SELECTION:
In view of the reduced and shattered condition of the Seventh Regiment of Maine Volunteers,” McClellan on October 2 applied to the War Department to let the regiment to report in Maine to Governor Israel Washburn Jr. McClellan wanted the regiment “recruited and reorganized under your personal supervision.”

In returning this gallant remnant of a noble body of men” to Maine, McClellan asked Washburn to use his “best endeavors to fill at once their diminished ranks, that I may again see their standard in the Army of the Potomac.”

Boarding a train at Hagerstown, Maryland, the 7th Mainers traveled home via New York City and Boston. The young Maj. Thomas W. Hyde, who had led that bloody Antietam charge, remembered “our march, the whole length of Broadway [in NYC] through cheering crowds and the booming of saluting cannon.” He also recalled “the hearty entertainment given us by the city of Boston.”

The Beantown stop behind them, the 7th Maine lads left North Station by train at 8 a.m., Monday, October 13. Clattering north through New Hampshire and southern Maine, the train pulled into the Portland depot at 1:10 p.m.

An immense crowd, comprising both sexes, had assembled … to greet the soldiers,” reported the Portland Daily Press. Women walking along the depot’s platform passed “beautiful bouquets” to soldiers through open windows.

Representing the city, “the committee of arrangements” met the train. As the soldiers passed through the depot and “emerged from the building[,] shouts of welcome rent the air,” the PDP observed. Loud cheering rent the air, “the ladies waved their handkerchiefs,” and “salutes were fired from field pieces near the depot.”

People realized these were battle-hardened veterans. “The officers and men were worn out with the hardships they had endured,” the PDP observed. The regimental flags were “rent with bullets and stained with blood,” and only 146 men had arrived in Portland. While most soldiers marched, “the sick and wounded, about a dozen, were placed in carriages.”

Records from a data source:
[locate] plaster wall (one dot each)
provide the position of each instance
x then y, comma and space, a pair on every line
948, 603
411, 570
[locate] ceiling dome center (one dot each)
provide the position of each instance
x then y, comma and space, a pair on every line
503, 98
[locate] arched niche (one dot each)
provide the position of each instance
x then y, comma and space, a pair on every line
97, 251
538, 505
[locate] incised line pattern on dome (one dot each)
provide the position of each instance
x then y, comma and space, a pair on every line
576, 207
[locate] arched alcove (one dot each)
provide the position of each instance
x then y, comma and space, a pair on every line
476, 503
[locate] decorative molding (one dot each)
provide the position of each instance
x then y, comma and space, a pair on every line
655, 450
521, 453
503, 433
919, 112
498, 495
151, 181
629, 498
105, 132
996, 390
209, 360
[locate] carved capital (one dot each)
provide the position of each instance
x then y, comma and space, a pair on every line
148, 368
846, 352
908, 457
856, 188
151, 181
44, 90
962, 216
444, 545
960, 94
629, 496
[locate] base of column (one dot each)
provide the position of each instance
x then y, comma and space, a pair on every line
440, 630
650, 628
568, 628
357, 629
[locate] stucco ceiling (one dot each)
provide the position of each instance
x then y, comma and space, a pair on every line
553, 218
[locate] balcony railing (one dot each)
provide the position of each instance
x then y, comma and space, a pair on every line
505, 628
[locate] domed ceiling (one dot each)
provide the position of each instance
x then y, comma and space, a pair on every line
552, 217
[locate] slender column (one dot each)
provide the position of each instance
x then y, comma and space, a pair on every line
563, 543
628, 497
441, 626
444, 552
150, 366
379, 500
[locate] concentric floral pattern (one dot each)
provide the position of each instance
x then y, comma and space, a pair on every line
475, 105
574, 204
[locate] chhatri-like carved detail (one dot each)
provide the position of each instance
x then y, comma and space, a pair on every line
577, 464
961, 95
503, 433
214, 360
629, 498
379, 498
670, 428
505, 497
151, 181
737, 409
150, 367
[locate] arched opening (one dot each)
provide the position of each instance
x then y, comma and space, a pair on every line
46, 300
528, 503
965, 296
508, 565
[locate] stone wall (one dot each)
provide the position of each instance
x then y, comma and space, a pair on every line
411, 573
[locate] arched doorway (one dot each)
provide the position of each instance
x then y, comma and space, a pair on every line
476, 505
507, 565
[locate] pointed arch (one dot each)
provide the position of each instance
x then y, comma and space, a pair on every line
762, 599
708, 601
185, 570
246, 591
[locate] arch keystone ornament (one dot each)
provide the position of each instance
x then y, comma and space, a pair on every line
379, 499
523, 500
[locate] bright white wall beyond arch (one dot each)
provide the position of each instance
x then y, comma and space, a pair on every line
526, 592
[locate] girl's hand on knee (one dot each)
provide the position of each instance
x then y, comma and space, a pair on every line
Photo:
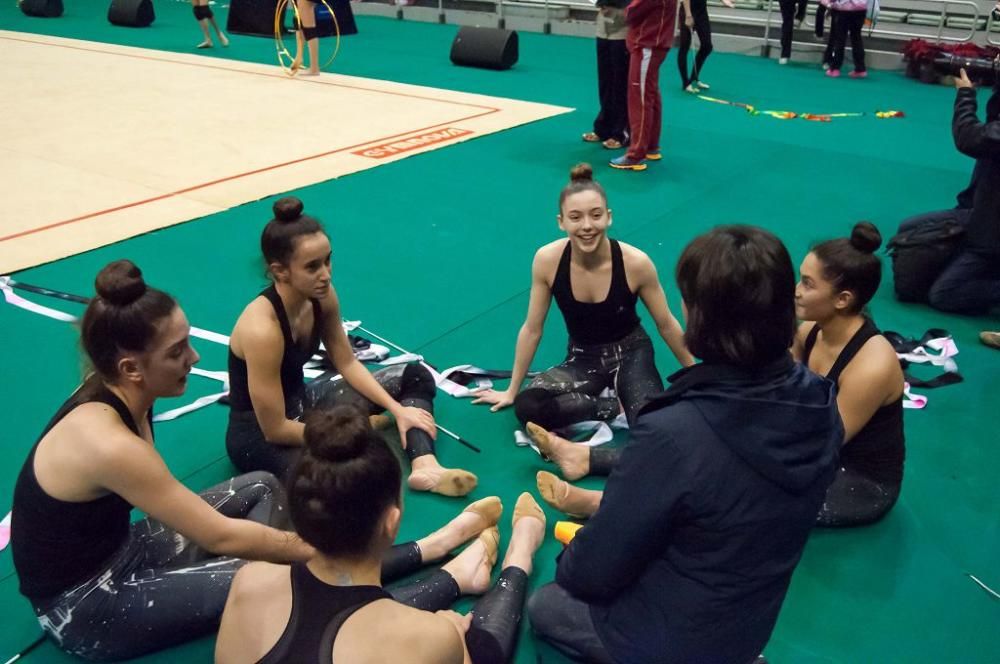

WHAT YOU WILL DO:
1. Repeat the stretch of the 7th Maine passage from "An immense crowd, comprising" through "through open windows.".
2. Answer these questions about the 7th Maine passage:
(a) At what time did the train pull into the Portland depot?
(b) Which newspaper reported on the crowd that greeted the soldiers?
(c) How many men of the regiment arrived in Portland?
3. Resume the 7th Maine passage, picking up right after its final sentence.

EXPECTED RESPONSES:
1.
An immense crowd, comprising both sexes, had assembled … to greet the soldiers,” reported the Portland Daily Press. Women walking along the depot’s platform passed “beautiful bouquets” to soldiers through open windows.

2.
(a) 1:10 p.m.
(b) The Portland Daily Press
(c) 146

3.
Escorted by Poppenburg’s Band and two companies from the 17th (U.S.) Infantry Regiment (which garrisoned the Portland Harbor forts), the 7th Mainers marched from the depot to State Street. Hyde recalled being escorted also by companies from the 23rd, 25th, and 27th Maine infantry regiments, all nine-month regiments slated for active duty. Each regiment provided a battalion (two to four companies), and Brig. Gen. Francis Fessenden commanded the troops.

Thomas W. Hyde of Bath was a 7th Maine Infantry captain when photographed early in the war. By Antietam he was a major temporarily commanding the regiment. (Maine State Archives)

A large official procession then escorted the 7th Mainers to Portland City Hall. Reflecting a 21st-century trend at Memorial Day and Fourth of July parades in Maine, multiple firefighters and fire engines lined up behind the veterans. The Portland Commandery Knights Templar (“grand and imposing”) came behind high school cadets making “a very handsome appearance in their uniforms.”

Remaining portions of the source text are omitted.